→ What you should do
Continue the write-up on simulating the Central Limit Theorem with exponential samples, beginning right after its final line of code.

In this short paper we are going to study the Central Limit Theorem (CLT). This theorem gives you the ability to measure how much the means of various samples will vary, without having to take any other sample means to compare it with. By taking this variability into account, you can use your data to answer questions about a population
We simulated forty times a number with a exponential distribution with a parameter equal to 0.2 (exp(0.2)), then we took the average of the sample and repeated this process thounsand of times to obtain the distributión of averages of this samples (40 exp(0.2)s).
We did this in the best easy way, first, we set the parameters
lambda <- 0.2
n_sim <- 40
n <- 1000
media <- 1/lambda
sd <- 1/lambda
Then que simulate the means of 40 exp(0.2)s
medias <- NULL
for(i in 1:n) medias <- c(medias, mean(rexp(n_sim, lambda)))
Plot the distribution of the averages and show the Theorical Mean (\(\frac{1}{\lambda}\)) and the Emprical Mean
hist(medias, main = "Distribution of the averages on forty exp(0.2)", xlab = "lambda", freq = F)
abline(v = 1/lambda, col = "red", lwd = 1.5)
abline(v = mean(medias), col = "blue", lwd = 1.5)
legend("topright", legend = c("Theorical Mean", "Empirical Mean"), col = c("red", "blue"), cex = 0.8, pch = 16)

→ Data section
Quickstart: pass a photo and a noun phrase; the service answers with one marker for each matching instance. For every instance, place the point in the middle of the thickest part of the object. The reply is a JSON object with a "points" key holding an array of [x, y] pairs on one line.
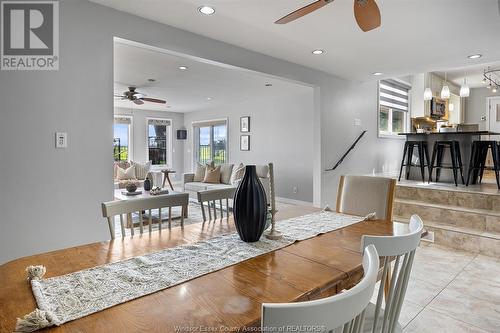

→ Task output
To compare the distribution with the theorical distribution (a normal distribution) we put the line of a shell distribution
hist(medias, main = "Distribution of the averages on forty exp(0.2)", xlab = "lambda", freq = F)
abline(v = 1/lambda, col = "red", lwd = 1.5)
abline(v = mean(medias), col = "blue", lwd = 1.5)
x <- seq(min(medias), max(medias), length = n)
normales <- dnorm(x, mean = media, sd = sd/sqrt(n_sim))
lines(x, normales, col = "green")
legend("topright", legend = c("Therical Mean", "Empirical Mean", "Theorical Dist"), col = c("red", "blue", "green"), cex = 0.8, pch = 16)
Moreover, we know that the variance of the theorical distribution should be \((\frac{1}{\lambda}^2\), and from the samples we can compare this with \(variance(means) \cdot number \ of \ simulations\), then, the absolute error of the difference between the Thoerical Variance and the Empirical Variance is:
teo_var <- (1/lambda)^2
emp_var <- var(medias)*n_sim
(var_err <- abs(teo_var - emp_var))
## [1] 0.1859
This error is expresed in square units, the error of standar deviation is:
sqrt(var_err)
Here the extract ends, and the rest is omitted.